** START OF RECORDS SHOWN **

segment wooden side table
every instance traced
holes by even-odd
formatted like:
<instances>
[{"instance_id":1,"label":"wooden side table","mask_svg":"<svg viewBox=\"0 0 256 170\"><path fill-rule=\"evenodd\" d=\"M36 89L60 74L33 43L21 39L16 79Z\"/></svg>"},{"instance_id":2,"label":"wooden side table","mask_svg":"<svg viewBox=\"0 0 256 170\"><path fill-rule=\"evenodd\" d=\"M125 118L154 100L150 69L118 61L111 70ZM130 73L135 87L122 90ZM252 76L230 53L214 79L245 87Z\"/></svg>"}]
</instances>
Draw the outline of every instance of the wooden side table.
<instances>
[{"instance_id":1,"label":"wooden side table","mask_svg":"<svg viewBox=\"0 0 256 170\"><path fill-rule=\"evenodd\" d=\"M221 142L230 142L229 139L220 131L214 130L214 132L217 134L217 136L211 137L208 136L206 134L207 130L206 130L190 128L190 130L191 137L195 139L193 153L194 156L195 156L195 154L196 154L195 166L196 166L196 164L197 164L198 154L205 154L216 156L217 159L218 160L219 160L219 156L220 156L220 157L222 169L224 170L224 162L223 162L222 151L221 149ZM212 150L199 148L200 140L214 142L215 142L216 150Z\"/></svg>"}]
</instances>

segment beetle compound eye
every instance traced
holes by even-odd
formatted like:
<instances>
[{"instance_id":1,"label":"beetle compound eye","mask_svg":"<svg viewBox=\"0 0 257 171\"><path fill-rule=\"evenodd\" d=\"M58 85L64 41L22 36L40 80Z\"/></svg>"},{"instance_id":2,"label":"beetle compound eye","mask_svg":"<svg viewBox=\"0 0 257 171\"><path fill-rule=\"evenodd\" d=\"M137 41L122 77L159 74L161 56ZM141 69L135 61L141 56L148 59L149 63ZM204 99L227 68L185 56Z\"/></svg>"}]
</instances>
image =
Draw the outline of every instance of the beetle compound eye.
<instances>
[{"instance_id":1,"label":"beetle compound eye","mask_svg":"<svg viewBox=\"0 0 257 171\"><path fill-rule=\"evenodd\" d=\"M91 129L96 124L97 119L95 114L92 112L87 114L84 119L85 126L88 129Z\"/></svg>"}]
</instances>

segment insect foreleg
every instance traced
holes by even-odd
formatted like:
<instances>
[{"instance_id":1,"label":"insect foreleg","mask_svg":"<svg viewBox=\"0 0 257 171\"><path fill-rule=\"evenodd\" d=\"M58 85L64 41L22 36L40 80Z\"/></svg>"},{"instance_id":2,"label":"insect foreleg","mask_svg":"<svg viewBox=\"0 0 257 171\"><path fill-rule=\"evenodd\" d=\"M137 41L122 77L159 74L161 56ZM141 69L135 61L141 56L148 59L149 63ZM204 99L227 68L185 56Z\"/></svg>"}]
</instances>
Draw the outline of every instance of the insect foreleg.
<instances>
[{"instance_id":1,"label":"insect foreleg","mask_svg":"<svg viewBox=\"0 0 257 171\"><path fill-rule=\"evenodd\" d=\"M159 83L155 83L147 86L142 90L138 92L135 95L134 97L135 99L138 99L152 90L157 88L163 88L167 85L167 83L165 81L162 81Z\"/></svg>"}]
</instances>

** END OF RECORDS SHOWN **

## TASK REQUIREMENTS
Swap "every instance traced" for "each instance outlined" throughout the data above, and write out every line again with nothing else changed.

## RESPONSE TO THIS EXERCISE
segment wooden side table
each instance outlined
holes by even-odd
formatted like:
<instances>
[{"instance_id":1,"label":"wooden side table","mask_svg":"<svg viewBox=\"0 0 256 170\"><path fill-rule=\"evenodd\" d=\"M36 89L60 74L33 43L21 39L16 79Z\"/></svg>"},{"instance_id":2,"label":"wooden side table","mask_svg":"<svg viewBox=\"0 0 256 170\"><path fill-rule=\"evenodd\" d=\"M125 118L154 100L150 69L118 61L111 70ZM130 73L135 87L122 90ZM252 76L230 53L214 79L245 87Z\"/></svg>"}]
</instances>
Draw the outline of every instance of the wooden side table.
<instances>
[{"instance_id":1,"label":"wooden side table","mask_svg":"<svg viewBox=\"0 0 256 170\"><path fill-rule=\"evenodd\" d=\"M221 142L230 142L229 139L220 131L214 130L214 132L217 134L217 136L211 137L208 136L206 134L207 130L206 130L190 128L190 130L191 137L195 139L193 153L194 156L195 156L195 154L196 154L195 166L196 166L196 164L197 164L198 154L205 154L216 156L217 159L218 160L219 160L219 156L220 156L220 157L222 169L224 170L224 162L223 162L222 151L221 149ZM212 150L199 148L200 140L214 142L215 142L216 150Z\"/></svg>"}]
</instances>

segment beetle compound eye
each instance outlined
holes by even-odd
formatted like:
<instances>
[{"instance_id":1,"label":"beetle compound eye","mask_svg":"<svg viewBox=\"0 0 257 171\"><path fill-rule=\"evenodd\" d=\"M58 85L64 41L22 36L40 80Z\"/></svg>"},{"instance_id":2,"label":"beetle compound eye","mask_svg":"<svg viewBox=\"0 0 257 171\"><path fill-rule=\"evenodd\" d=\"M137 41L122 77L159 74L161 56ZM141 69L135 61L141 56L148 59L149 63ZM204 99L227 68L185 56Z\"/></svg>"}]
</instances>
image =
Draw the outline of every instance of the beetle compound eye.
<instances>
[{"instance_id":1,"label":"beetle compound eye","mask_svg":"<svg viewBox=\"0 0 257 171\"><path fill-rule=\"evenodd\" d=\"M91 129L96 124L97 119L95 114L92 112L87 114L84 119L85 126L88 129Z\"/></svg>"}]
</instances>

segment insect foreleg
each instance outlined
holes by even-odd
formatted like:
<instances>
[{"instance_id":1,"label":"insect foreleg","mask_svg":"<svg viewBox=\"0 0 257 171\"><path fill-rule=\"evenodd\" d=\"M58 85L64 41L22 36L40 80Z\"/></svg>"},{"instance_id":2,"label":"insect foreleg","mask_svg":"<svg viewBox=\"0 0 257 171\"><path fill-rule=\"evenodd\" d=\"M137 41L122 77L159 74L161 56ZM141 69L135 61L141 56L148 59L149 63ZM204 99L227 68L185 56Z\"/></svg>"}]
</instances>
Draw the outline of every instance of the insect foreleg.
<instances>
[{"instance_id":1,"label":"insect foreleg","mask_svg":"<svg viewBox=\"0 0 257 171\"><path fill-rule=\"evenodd\" d=\"M159 83L155 83L147 86L142 90L138 92L135 95L134 97L135 99L138 99L152 90L157 88L163 88L167 85L167 83L165 81L162 81Z\"/></svg>"}]
</instances>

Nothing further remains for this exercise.